TEXT SHOWN |
# Shift theorem

Let $\mathfrak{F}$ denote the Fourier transform. The shift theorem states $$\mathfrak{F}\{f(x-a)\}(u)=e^{-2i\pi ua}F(u)$$ where $F(u)=\mathfrak{F}\{f(x)\}(u)$.

The same theorem applies to the inverse Fourier transform as follows: $$\mathfrak{F}^{-1}\{F(u-a)\}(x)=e^{2i\pi ax}f(x)$$

## Proof

By letting $x’=x-a$, $$\begin{split} \mathfrak{F}\{f(x-a)\}(u) &=\int_{-\infty}^\infty f(x-a)e^{-2i\pi ux}\,dx\\ &=\int_{-\infty}^\infty f(x’)e^{-2i\pi u(x’+a)}\,dx’\\ &=e^{-2i\pi ua}\int_{-\infty}^\infty f(x’)e^{-2i\pi ux’}\,dx’\\ &=e^{-2i\pi ua}F(u). \end{split}$$

By letting $u’=u-a$, $$\begin{split} \mathfrak{F}^{-1}\{F(u-a)\}(x) &=\int_{-\infty}^\infty F(u-a)e^{2i\pi ux}\,du\\ &=\int_{-\infty}^\infty F(u’)e^{2i\pi (u’+a)x}\,du’\\ &=e^{2i\pi ax}\int_{-\infty}^\infty F(u’)e^{2i\pi u’x}\,du’\\ &=e^{2i\pi ax}f(x). \end{split}$$

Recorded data
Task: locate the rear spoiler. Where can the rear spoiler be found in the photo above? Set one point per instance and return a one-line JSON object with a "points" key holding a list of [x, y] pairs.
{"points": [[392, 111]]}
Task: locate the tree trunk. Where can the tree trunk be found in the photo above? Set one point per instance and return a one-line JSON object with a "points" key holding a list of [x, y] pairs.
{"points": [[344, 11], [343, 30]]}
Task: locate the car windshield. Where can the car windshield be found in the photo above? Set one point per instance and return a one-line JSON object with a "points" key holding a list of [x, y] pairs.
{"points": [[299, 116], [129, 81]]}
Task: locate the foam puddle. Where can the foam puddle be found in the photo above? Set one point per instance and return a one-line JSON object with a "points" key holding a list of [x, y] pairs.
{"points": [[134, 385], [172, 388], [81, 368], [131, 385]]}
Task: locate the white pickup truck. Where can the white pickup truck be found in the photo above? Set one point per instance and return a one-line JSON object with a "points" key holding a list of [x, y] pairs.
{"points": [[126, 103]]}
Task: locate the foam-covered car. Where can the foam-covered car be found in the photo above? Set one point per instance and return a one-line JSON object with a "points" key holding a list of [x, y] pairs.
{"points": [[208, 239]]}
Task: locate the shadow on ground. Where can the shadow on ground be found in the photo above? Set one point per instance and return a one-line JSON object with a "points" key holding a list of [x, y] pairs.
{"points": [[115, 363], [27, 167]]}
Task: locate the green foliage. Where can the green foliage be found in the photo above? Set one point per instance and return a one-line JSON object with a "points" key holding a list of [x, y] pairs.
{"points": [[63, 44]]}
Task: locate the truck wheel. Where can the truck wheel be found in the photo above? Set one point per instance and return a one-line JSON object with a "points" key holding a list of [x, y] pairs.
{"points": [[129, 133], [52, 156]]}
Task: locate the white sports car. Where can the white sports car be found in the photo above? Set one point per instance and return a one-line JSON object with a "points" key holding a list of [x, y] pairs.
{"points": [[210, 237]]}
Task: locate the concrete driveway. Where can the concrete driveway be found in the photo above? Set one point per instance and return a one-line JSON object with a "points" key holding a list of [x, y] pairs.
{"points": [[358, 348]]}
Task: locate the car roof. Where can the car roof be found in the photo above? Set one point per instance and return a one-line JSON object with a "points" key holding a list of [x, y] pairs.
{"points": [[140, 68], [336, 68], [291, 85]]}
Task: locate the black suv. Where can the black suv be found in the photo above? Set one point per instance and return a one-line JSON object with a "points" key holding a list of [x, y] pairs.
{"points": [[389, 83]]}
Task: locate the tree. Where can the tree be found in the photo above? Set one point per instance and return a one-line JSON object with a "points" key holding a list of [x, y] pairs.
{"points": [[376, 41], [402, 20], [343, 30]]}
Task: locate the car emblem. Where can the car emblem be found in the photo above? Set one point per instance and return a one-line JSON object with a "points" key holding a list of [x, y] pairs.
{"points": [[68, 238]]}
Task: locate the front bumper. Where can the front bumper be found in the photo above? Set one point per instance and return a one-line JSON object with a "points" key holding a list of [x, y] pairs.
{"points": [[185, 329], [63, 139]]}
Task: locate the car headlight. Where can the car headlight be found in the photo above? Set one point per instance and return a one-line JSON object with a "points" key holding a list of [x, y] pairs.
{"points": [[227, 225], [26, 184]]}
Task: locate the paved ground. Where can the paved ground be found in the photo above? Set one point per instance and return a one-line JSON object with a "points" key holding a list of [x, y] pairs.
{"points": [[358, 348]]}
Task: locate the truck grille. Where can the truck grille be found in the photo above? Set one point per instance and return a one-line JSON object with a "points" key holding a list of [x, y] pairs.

SET EXERCISE 1 | Using the shift theorem page, say whether each statement agrees with it, answering yes or no and quoting the deciding words: (a) the theorem also applies to the inverse Fourier transform; (b) the proof for the forward transform substitutes x′ = x + a; (c) the symbol 𝔉 stands for the inverse Fourier transform.
SET EXERCISE 2 | According to the shift theorem page, what does F(u) denote?

TASK ANSWER 1 |
(a) Yes: "The same theorem applies to the inverse Fourier transform as follows"
(b) No: "By letting $x’=x-a$"
(c) No: "Let $\mathfrak{F}$ denote the Fourier transform"

TASK ANSWER 2 | F(u) is the Fourier transform of f(x): $F(u)=\mathfrak{F}\{f(x)\}(u)$.